### DIRECTIONS FOR THIS TASK
Write down each entry again, exactly as it reads.

### EXCERPTED DATA
Segment Open
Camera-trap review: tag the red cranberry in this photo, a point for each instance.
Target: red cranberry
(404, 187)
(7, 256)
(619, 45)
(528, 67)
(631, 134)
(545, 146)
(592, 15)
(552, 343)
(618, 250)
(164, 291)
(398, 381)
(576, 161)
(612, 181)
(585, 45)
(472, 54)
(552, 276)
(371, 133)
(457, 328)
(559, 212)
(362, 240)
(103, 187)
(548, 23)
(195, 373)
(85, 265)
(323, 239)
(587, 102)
Segment Closed
### YOUR RESPONSE
Camera-trap review: tag the red cranberry in this photo, a point for each instance.
Target: red cranberry
(404, 187)
(7, 256)
(619, 45)
(528, 67)
(631, 134)
(545, 146)
(592, 15)
(552, 343)
(618, 250)
(164, 291)
(398, 381)
(576, 161)
(612, 181)
(585, 45)
(472, 54)
(552, 276)
(371, 133)
(457, 328)
(559, 212)
(362, 240)
(103, 187)
(548, 23)
(195, 373)
(85, 265)
(323, 239)
(587, 102)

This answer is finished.